Karacaahmet Sultan’ın Tekkesi şifa yönüyle zaman zaman gündeme gelmiştir. 1965-1969 yılları arasında Afyonkarahisar Milletvekilliği yapan şair Osman Attila’nın gayretleriyle ilk olarak 1967 yılında Ankara Üniversitesi Tıp Fakültesi’nden psikiyatrist Prof. Dr. Rasim Adasal başkanlığında, bir kurul tarafından ziyaret edilmiştir. Bu ziyarette Tıp Tarihi Profesörü Feridun Nafiz Uzluk, Doç.Dr.Coşkun Şarman, Psikiyatri Prof. Dr. Recep Doksat, Psikiyatri Prof. Dr. Gülören Ünlüoğlu gibi önemli isimler yer alır. Heyet Karacaahmet Türbesi’nde gerekli incelemeleri ilmi metotlarla yapmış, ziyaret sonunda Prof. Dr. Rasim Adasal tıbbi ve mistik folklor geleneğimizi dünyaya tanıtmak için şu bildiriyi yayınlanmıştır:
“Bu tedavinin esası bu gün yaptığımız elektro şokta olduğu gibi direkt yani biyolojik şok değildir. Bu daha ziyade ruh hastası da olsa inancı bulunan bir insanın gece tecrit halinde nefsi ile karşı karşıya gelmesi, nefsi ile savaşması, daha doğrusu ruh savunma mekanizmasını uyarmak suretiyle bir manevi temizleme yapması esasıdır. Genel olarak burada tedavi gören psikiyatrik ruh hastaları sara, bunama, organsal psikiyatrik ruh hastaları olmadığından sonuçların müsbet olduğu söylenmektedir. Esasen memleketimizdeki ruh hastalarının büyük bir kısmı modern psikiyatrik merkezlere gittiği için buraya manevi inançları kuvvetli bazı ailelerin daha çok günlük olaylara bağlı, reaktif ruhi bozuklukları olan hastaları, mani ve melankoli gibi efektif ve manevi kamçılamalar ve çöküntüleri olanlardır. Burada Karacaahmet Sultan’ın adını yaşatmak için modern bir akıl hastanesi, manevi şifalar sağlayan bir yurt açılması gerekir.”9
Prof. Dr. Rasim Adasal’ın bu tavsiyesinin üzerinden 50 yılı aşkın bir zaman geçmesine rağmen maalesef bu konuda bir gelişme kaydedilememiştir. Fikri takip gereği Kocatepe Gazetesi zaman zaman bu konuyu dile getirmiş, buraya bir hastane yapılmasının gerekliliği üzerinde durmuştur.10
1976 yılında Karacaahmet Türbesi’nin yine önemli bir misafiri vardır. İstanbul Üniversitesi Tıp Fakültesi’nden Ordinaryüs Prof. Dr. Süheyl Ünver 28 Mayıs 1976 tarihinde burayı ziyaret eder. Bilgiler alır. Buranın önemli bir manevi tedavi merkezi olduğundan notlarında bahseder. Yine onun notlarında yer alan ve köylünün aktardıklarına göre; Yunan işgali yıllarında buraya gelen Yunan komutan buraya zarar vermediği gibi bir de kendi askerleri zarar vermesin diye nöbetçi bırakmıştır. Böyle hareket etmesinin sebebini de köylüye şöyle açıklamıştır.”Buraya gelmeden önce annesi rüyasında Karacaahmet diye birinin mezarını görmüş. Oğluna demiş ki, sen Anadolu’da bir köye gideceksin. Burada Karacaahmet diye birinin kabri var. Sakın oraya zarar verme, duvarına çivi dahi çakma”11
Türk televizyon tarihinin önemli simalarından Uğur Dündar 1979 yılında TRT kanalında yayınlanan programda Karacaahmet Türbesi’ne yer verir. Abartmadan, burada yapılan uygulamayı hem hastalarla, hem köylülerle röportajlar yaparak aktaran Dündar’ın programından sonra köy adeta bir ziyaretçi akınına uğrar.

+++

**Görev:** Karacaahmet Türbesi hakkındaki metinde 1967 yılında türbeyi ziyaret eden kurulda yer aldığı söylenen herkesi, kurulun başkanı da dahil olmak üzere sıralayın. Aşağıdaki materyalin bu çalışmada hiçbir işlevi yoktur.

**Toplanan veriler:**

+++

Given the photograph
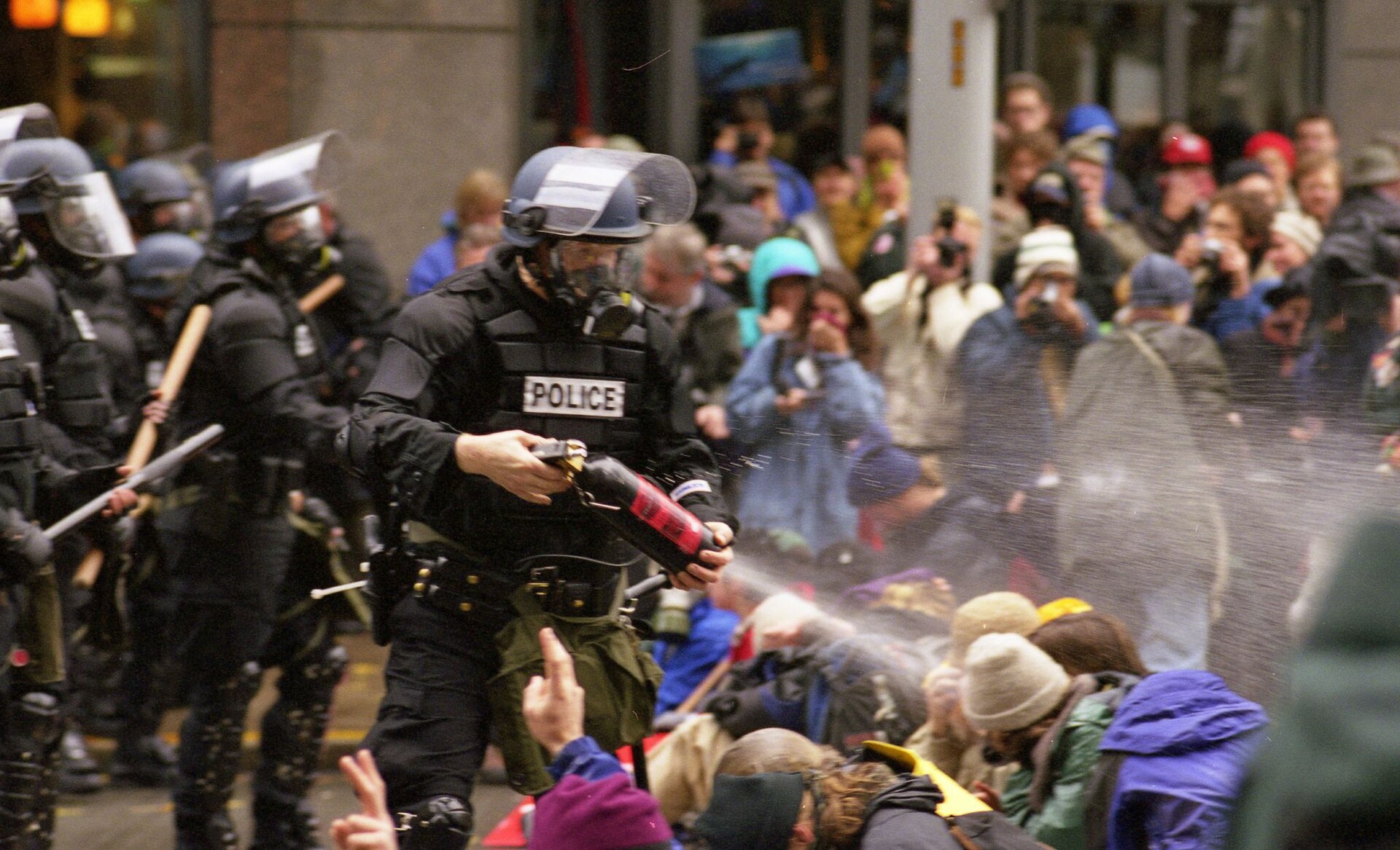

+++

**Cevap:**
Prof. Dr. Rasim Adasal (başkan)
Tıp Tarihi Profesörü Feridun Nafiz Uzluk
Doç. Dr. Coşkun Şarman
Psikiyatri Prof. Dr. Recep Doksat
Psikiyatri Prof. Dr. Gülören Ünlüoğlu